## Job
From the line with "wispy cloud in the photo above." through the final line, please write out the listing exactly, including both of those lines.

━━━━━━━━━━━━━━━━━━━━━━━━━━━━━━

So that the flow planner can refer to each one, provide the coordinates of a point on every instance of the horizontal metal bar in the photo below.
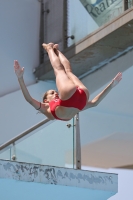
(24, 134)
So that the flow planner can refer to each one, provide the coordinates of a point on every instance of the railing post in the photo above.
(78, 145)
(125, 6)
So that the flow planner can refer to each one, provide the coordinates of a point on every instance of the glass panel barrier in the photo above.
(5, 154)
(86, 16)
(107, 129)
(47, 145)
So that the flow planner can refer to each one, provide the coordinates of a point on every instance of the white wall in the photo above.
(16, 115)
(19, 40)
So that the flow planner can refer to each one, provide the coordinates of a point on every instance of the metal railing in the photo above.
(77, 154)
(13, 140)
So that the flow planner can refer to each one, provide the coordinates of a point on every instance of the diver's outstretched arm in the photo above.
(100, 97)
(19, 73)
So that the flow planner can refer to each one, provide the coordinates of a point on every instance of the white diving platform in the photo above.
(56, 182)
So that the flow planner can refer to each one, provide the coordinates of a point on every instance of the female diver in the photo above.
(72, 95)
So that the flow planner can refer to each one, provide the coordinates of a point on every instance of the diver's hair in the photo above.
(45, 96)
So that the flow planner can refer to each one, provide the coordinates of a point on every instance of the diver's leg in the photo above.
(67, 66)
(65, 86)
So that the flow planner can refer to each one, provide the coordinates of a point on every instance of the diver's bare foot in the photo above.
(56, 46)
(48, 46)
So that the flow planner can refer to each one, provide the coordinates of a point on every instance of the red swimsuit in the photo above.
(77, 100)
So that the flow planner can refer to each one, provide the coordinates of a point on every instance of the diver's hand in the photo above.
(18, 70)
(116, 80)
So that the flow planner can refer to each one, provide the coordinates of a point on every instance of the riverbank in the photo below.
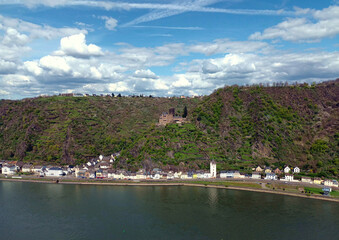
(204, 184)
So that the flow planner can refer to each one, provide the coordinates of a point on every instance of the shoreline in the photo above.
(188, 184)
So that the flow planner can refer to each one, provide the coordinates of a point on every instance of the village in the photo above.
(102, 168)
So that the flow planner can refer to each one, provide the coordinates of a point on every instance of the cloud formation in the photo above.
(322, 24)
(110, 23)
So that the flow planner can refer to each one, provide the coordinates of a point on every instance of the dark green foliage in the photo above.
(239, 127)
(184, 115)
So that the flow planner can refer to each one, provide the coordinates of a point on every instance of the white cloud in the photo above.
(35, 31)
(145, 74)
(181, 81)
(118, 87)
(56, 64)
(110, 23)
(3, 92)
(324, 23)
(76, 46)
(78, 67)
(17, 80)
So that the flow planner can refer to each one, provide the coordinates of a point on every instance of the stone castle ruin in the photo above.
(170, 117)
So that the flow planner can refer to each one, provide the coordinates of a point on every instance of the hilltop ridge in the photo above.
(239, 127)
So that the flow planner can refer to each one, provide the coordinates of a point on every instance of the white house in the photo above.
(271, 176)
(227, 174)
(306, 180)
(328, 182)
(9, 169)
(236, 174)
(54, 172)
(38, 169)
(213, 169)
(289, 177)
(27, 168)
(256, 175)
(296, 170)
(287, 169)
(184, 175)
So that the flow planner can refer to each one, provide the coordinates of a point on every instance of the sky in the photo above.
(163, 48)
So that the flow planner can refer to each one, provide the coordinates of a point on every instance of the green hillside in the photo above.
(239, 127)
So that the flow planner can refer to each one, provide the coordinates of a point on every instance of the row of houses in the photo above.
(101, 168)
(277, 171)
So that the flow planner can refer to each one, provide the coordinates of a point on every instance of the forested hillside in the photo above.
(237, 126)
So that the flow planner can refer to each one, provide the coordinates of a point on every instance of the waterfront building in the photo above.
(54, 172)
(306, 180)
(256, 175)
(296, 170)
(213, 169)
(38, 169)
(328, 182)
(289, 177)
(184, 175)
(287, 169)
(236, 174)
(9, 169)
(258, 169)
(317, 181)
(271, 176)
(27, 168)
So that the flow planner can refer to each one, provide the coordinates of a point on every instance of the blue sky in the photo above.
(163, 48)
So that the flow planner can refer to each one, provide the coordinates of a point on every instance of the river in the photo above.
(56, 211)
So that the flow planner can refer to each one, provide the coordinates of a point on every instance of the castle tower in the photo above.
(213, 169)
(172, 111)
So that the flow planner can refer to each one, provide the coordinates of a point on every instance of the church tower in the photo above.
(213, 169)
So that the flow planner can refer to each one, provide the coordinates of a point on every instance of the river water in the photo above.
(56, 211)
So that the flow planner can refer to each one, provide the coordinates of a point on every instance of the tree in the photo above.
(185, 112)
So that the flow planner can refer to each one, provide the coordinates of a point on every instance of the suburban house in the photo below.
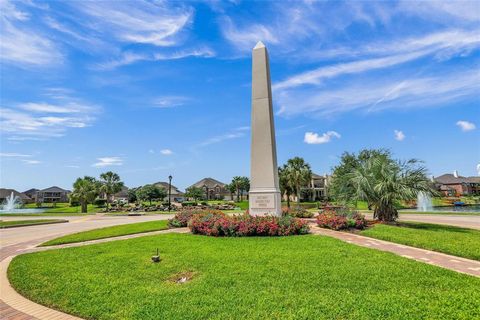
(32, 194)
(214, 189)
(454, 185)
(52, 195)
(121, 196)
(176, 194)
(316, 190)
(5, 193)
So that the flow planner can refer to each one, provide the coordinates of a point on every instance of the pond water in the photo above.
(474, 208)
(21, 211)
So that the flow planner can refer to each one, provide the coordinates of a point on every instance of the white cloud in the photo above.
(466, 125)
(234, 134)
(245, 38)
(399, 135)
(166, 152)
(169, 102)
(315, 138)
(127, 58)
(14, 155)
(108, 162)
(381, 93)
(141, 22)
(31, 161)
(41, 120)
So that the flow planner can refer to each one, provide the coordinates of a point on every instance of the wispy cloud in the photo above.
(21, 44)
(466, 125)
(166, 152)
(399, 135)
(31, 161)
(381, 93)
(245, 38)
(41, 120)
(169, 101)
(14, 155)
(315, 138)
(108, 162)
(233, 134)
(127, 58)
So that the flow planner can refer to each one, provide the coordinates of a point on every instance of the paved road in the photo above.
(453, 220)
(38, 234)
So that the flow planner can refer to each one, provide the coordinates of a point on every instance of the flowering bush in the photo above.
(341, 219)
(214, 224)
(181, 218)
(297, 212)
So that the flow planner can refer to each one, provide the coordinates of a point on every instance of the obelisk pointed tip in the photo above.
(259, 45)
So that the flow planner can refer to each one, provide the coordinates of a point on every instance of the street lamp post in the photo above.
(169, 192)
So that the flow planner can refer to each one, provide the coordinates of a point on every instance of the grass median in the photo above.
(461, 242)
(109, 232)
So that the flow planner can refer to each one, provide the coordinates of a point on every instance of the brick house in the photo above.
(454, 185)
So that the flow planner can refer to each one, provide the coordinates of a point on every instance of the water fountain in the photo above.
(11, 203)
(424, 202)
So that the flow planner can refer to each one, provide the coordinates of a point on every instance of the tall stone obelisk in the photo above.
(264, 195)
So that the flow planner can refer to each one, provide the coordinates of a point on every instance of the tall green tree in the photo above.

━━━━━━━━━━━━━━━━━━━━━━━━━━━━━━

## Problem solution
So that the flow planner can refer to each one, provide the coordinates of a point on every instance of the wispy cloud in the photo above.
(21, 44)
(466, 125)
(166, 152)
(399, 135)
(31, 161)
(381, 93)
(245, 38)
(41, 120)
(169, 101)
(14, 155)
(315, 138)
(108, 162)
(233, 134)
(127, 58)
So that the flow planner can refer to each one, provide the coordinates of a point on every instance of the paved road in the photo above.
(453, 220)
(38, 234)
So that the flow planner can refer to each one, provide the coordinates of a point on every instance of the flowering bush in the photo above.
(341, 219)
(214, 224)
(181, 218)
(297, 212)
So that the flow planner can refer to each one, provide the coordinates of a point on every instance of the obelisk pointed tip in the photo above.
(259, 45)
So that the flow planner can refer to each one, provide the coordinates of a point on every instance of the street lamp post in the photo above.
(169, 192)
So that the flow planner can refer to each one, provide the coordinates of a point on every instance of the grass median in the photo above.
(461, 242)
(109, 232)
So that the flow planner can refer to each one, provide the coordinates of a point on every instance of the brick house in the photo above.
(454, 185)
So that the flow planner can refer to each one, provide the coordinates of a point on every instance of the water fountain in the photo above.
(11, 203)
(424, 202)
So that the flow planner can refer to each one, provide the coordinates of a point on every instance of the tall stone obelisk in the photo above.
(264, 195)
So that the flow planner can refer to each one, provide the coordinates of a point on every instance of the tall green tree in the photo above.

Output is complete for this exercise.